START Extracted data

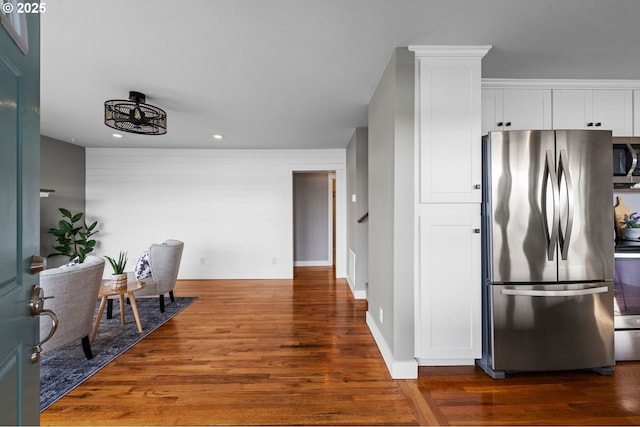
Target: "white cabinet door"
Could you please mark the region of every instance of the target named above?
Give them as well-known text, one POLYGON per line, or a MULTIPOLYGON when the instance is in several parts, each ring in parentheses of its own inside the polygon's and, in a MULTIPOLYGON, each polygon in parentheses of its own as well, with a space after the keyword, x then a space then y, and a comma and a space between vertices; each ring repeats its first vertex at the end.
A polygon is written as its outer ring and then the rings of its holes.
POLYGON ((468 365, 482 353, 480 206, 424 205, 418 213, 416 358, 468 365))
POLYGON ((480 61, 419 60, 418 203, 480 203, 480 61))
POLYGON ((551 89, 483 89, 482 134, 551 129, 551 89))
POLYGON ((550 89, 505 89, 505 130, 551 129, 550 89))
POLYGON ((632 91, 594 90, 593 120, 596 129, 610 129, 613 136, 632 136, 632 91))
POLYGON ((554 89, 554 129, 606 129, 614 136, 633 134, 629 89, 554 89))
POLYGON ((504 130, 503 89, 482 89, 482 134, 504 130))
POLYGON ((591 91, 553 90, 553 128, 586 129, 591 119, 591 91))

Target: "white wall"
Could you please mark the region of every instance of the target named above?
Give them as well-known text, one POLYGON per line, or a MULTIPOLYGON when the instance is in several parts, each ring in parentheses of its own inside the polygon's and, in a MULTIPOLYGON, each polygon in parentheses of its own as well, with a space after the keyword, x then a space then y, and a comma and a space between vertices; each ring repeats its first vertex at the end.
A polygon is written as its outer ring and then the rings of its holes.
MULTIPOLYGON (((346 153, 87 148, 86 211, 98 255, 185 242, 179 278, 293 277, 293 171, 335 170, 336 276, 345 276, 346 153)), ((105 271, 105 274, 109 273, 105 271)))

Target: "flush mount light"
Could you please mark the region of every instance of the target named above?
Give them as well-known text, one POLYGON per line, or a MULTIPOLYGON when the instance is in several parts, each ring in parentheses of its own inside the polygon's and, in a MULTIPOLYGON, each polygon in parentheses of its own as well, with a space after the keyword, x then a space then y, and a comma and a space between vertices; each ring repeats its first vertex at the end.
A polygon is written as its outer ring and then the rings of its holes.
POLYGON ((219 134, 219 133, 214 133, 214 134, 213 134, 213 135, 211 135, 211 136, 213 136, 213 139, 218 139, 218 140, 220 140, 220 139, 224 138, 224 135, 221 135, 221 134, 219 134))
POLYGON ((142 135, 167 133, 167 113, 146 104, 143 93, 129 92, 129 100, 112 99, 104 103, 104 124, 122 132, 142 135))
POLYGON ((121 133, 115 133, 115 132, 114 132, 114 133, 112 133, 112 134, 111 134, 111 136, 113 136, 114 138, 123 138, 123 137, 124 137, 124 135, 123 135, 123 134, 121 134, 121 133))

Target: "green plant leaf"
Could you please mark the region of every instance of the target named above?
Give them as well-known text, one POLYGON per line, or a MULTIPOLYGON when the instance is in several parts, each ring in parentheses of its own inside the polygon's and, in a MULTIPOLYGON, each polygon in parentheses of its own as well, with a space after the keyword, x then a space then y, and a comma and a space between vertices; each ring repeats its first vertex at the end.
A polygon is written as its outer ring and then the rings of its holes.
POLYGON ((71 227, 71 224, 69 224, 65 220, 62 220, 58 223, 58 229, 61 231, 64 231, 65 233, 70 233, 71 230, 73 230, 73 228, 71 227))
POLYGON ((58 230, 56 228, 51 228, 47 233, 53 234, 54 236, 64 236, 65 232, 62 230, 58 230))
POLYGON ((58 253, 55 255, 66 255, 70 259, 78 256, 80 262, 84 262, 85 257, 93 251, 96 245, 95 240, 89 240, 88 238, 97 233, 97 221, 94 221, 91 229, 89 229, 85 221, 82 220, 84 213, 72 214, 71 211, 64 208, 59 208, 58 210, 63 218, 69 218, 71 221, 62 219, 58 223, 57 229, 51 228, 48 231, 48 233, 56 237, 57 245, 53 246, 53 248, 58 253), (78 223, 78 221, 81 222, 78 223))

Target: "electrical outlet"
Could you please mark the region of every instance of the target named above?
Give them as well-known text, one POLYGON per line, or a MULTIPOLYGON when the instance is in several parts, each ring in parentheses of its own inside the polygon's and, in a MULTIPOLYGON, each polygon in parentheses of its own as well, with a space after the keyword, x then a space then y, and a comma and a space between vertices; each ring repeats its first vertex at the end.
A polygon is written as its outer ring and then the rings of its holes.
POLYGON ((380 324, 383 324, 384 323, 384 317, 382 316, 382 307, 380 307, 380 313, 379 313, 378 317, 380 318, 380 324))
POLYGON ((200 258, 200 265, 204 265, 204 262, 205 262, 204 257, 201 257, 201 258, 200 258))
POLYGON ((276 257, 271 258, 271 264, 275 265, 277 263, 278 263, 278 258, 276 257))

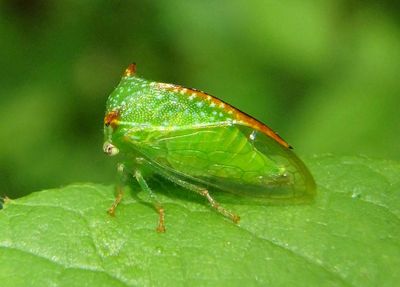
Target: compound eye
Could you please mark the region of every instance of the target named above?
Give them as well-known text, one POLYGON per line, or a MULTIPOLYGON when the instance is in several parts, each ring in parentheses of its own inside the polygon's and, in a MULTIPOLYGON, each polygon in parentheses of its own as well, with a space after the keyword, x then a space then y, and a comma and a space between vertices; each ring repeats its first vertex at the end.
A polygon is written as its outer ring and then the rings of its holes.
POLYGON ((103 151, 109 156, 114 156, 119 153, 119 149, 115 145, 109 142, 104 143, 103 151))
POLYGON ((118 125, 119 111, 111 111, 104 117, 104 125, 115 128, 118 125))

END Extracted data
START Extracted data

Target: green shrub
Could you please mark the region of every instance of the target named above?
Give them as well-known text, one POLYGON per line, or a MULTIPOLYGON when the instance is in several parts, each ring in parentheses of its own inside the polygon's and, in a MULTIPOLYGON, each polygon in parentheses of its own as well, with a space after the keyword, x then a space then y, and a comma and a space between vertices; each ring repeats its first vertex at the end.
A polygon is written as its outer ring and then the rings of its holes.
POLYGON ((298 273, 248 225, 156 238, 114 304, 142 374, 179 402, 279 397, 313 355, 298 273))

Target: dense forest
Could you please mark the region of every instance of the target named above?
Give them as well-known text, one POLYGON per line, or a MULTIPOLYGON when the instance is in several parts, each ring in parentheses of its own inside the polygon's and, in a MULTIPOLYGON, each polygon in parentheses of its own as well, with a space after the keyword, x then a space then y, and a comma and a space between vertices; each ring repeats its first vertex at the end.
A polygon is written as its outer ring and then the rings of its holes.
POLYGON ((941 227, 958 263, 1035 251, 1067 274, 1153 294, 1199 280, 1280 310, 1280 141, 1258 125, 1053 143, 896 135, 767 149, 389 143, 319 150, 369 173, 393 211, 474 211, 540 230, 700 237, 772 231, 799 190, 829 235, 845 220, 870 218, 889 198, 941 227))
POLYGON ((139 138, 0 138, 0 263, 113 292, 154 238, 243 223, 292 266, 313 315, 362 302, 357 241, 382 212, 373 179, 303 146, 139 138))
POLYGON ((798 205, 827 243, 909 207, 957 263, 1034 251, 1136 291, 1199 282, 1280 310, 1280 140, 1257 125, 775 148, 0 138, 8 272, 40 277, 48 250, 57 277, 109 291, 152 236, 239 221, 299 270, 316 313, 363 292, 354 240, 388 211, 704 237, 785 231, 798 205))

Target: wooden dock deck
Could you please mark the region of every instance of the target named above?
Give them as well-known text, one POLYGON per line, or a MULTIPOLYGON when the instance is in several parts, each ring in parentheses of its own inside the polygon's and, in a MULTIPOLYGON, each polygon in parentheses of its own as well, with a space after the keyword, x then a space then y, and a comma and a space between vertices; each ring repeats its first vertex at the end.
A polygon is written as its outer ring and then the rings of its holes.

END Extracted data

Task description ▸ Find how many lines in the entries above use the word "white". Write the number alone.

Response below ▸ 2